Material provided =>
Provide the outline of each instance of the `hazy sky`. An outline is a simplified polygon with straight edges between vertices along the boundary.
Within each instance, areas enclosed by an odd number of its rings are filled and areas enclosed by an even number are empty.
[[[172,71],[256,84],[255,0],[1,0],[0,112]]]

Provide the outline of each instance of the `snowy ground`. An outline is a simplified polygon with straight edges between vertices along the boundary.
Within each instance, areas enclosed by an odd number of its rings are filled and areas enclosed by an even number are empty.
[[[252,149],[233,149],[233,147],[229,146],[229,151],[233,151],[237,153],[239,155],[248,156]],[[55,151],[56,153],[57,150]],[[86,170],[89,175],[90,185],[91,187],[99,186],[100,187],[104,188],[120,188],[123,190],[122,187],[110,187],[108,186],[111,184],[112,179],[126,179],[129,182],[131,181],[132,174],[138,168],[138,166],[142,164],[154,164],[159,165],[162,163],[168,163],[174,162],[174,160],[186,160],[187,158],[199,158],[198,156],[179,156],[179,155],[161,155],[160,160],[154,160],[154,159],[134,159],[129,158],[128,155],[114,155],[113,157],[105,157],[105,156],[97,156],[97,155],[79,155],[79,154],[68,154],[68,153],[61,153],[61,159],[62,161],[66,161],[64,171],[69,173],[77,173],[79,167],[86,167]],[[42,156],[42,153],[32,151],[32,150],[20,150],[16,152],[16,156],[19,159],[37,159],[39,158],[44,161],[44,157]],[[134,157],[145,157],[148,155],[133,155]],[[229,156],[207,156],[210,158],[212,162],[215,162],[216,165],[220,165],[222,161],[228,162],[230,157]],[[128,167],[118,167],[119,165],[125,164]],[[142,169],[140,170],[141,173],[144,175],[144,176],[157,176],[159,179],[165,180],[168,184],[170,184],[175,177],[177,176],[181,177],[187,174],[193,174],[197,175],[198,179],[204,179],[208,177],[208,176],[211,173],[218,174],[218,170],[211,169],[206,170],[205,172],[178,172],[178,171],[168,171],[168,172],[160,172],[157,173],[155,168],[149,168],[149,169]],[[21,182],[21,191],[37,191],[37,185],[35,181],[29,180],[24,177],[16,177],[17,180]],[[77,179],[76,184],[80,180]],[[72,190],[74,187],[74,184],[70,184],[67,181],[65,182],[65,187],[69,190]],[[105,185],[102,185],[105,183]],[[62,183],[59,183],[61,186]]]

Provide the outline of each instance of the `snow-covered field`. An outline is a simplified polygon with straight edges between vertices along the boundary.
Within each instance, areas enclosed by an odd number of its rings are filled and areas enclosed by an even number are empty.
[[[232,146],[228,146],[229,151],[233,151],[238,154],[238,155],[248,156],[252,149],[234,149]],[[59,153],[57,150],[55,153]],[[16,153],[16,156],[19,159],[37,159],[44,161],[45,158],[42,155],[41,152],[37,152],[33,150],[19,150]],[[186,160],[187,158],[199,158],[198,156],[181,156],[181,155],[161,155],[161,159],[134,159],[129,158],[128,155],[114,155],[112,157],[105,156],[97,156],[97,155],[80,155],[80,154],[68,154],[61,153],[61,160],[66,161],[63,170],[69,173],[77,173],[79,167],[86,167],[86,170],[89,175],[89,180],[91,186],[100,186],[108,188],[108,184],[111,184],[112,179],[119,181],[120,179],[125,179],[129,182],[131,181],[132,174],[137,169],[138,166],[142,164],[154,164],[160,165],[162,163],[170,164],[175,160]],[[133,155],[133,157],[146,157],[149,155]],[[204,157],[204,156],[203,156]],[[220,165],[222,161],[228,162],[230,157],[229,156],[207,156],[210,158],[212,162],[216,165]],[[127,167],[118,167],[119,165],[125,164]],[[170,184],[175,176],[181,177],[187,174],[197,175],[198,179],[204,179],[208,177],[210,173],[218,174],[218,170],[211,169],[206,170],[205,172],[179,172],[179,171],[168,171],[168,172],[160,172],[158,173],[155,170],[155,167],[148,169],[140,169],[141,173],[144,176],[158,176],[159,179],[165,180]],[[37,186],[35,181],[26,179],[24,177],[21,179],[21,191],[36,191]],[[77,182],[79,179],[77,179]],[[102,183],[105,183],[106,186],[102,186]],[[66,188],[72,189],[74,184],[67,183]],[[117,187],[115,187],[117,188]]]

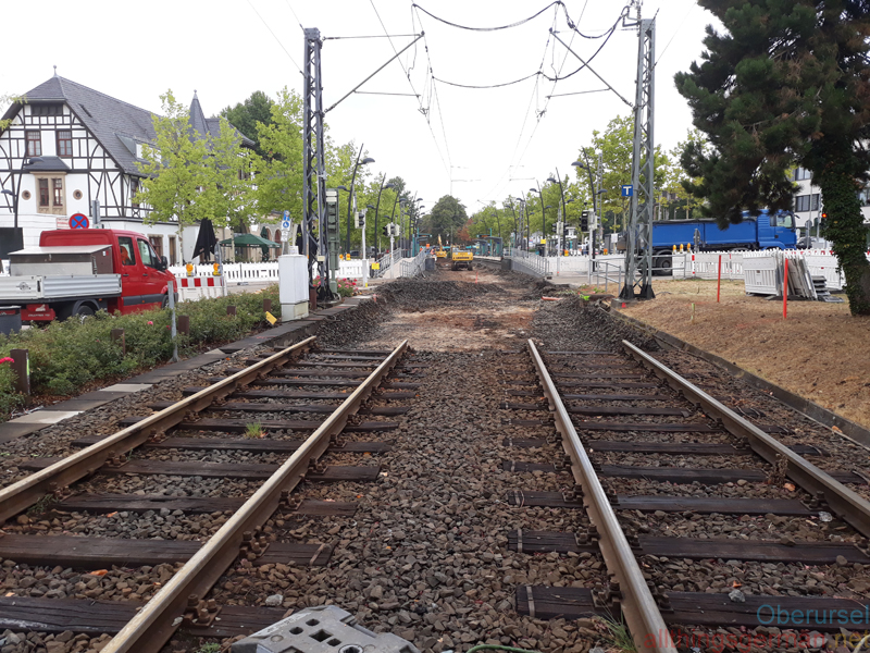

Directive => Please put each line of the material above into a numbered list, skipping the blank lines and leaving out the picture.

Task solution =>
1. Provide the outline of each instance of the `hazy sky`. An outline is a simplified polygon with straight edges between vertices along the boundary.
2. Within each instance, areas enclosed by an odd number of its rings are filled and areas enclosed by an even number are empty.
3. [[[172,71],[256,84],[255,0],[1,0],[0,112]]]
4. Provide the outline of each instance of the `snowy ground`. An outline is a simplified polygon with straight edges between vertices along the boundary.
5. Within each instance, areas enclosed by an odd number of its rings are filled and areas enclosed by an even number are empty.
6. [[[252,149],[233,149],[233,147],[229,146],[229,151],[233,151],[237,153],[239,155],[248,156]],[[55,151],[56,153],[57,150]],[[86,170],[89,175],[90,185],[91,187],[99,186],[100,187],[104,188],[120,188],[123,190],[122,187],[110,187],[108,186],[111,184],[112,179],[126,179],[129,182],[131,181],[132,174],[138,168],[138,166],[142,164],[154,164],[159,165],[162,163],[168,163],[174,162],[174,160],[186,160],[187,158],[199,158],[198,156],[179,156],[179,155],[161,155],[160,160],[154,160],[154,159],[134,159],[129,158],[128,155],[114,155],[113,157],[105,157],[105,156],[97,156],[97,155],[79,155],[79,154],[68,154],[68,153],[61,153],[61,159],[62,161],[66,161],[64,171],[69,173],[77,173],[79,167],[86,167]],[[42,156],[42,153],[32,151],[32,150],[20,150],[16,152],[16,156],[19,159],[37,159],[39,158],[44,161],[44,157]],[[134,157],[145,157],[148,155],[133,155]],[[229,156],[207,156],[210,158],[212,162],[215,162],[216,165],[220,165],[222,161],[228,162],[230,157]],[[128,167],[118,167],[119,165],[125,164]],[[142,169],[140,170],[141,173],[144,175],[144,176],[157,176],[159,179],[165,180],[168,184],[170,184],[175,177],[177,176],[181,177],[187,174],[193,174],[197,175],[198,179],[204,179],[208,177],[208,176],[211,173],[218,174],[218,170],[211,169],[206,170],[205,172],[178,172],[178,171],[168,171],[168,172],[160,172],[157,173],[155,168],[149,168],[149,169]],[[21,182],[21,191],[37,191],[37,185],[35,181],[29,180],[24,177],[16,177],[17,180]],[[77,179],[76,184],[80,180]],[[72,190],[74,187],[74,184],[70,184],[67,181],[65,182],[65,187],[69,190]],[[105,185],[102,185],[105,183]],[[62,183],[59,183],[61,186]]]
7. Provide the outline of each instance of the `snow-covered field`. An outline is a simplified polygon with straight edges between vertices along the boundary.
8. Within each instance, areas enclosed by an odd number of its rings are filled and areas enclosed by an even number are empty.
9. [[[232,146],[228,146],[229,151],[233,151],[238,154],[238,155],[248,156],[252,149],[234,149]],[[59,153],[57,150],[55,153]],[[16,153],[16,156],[19,159],[37,159],[44,161],[45,158],[42,155],[41,152],[37,152],[33,150],[19,150]],[[186,160],[187,158],[199,158],[198,156],[181,156],[181,155],[161,155],[161,159],[134,159],[129,158],[128,155],[114,155],[112,157],[105,156],[97,156],[97,155],[80,155],[80,154],[68,154],[61,153],[61,160],[66,161],[63,170],[69,173],[77,173],[79,167],[86,167],[86,170],[89,175],[89,180],[91,186],[100,186],[108,188],[108,184],[111,184],[112,179],[119,181],[120,179],[125,179],[129,182],[131,181],[132,174],[137,169],[138,166],[142,164],[154,164],[160,165],[162,163],[170,164],[175,160]],[[133,155],[133,157],[146,157],[149,155]],[[204,157],[204,156],[203,156]],[[220,165],[222,161],[228,162],[230,157],[229,156],[207,156],[210,158],[212,162],[216,165]],[[127,167],[118,167],[119,165],[125,164]],[[170,184],[175,176],[181,177],[187,174],[197,175],[198,179],[204,179],[208,177],[210,173],[218,174],[218,170],[211,169],[206,170],[205,172],[179,172],[179,171],[168,171],[168,172],[160,172],[158,173],[155,170],[155,167],[148,169],[140,169],[141,173],[144,176],[158,176],[159,179],[165,180]],[[37,186],[35,181],[26,179],[24,177],[21,179],[21,191],[36,191]],[[77,182],[79,179],[77,179]],[[102,183],[105,183],[106,186],[102,186]],[[66,188],[72,189],[74,184],[67,183]],[[117,187],[115,187],[117,188]]]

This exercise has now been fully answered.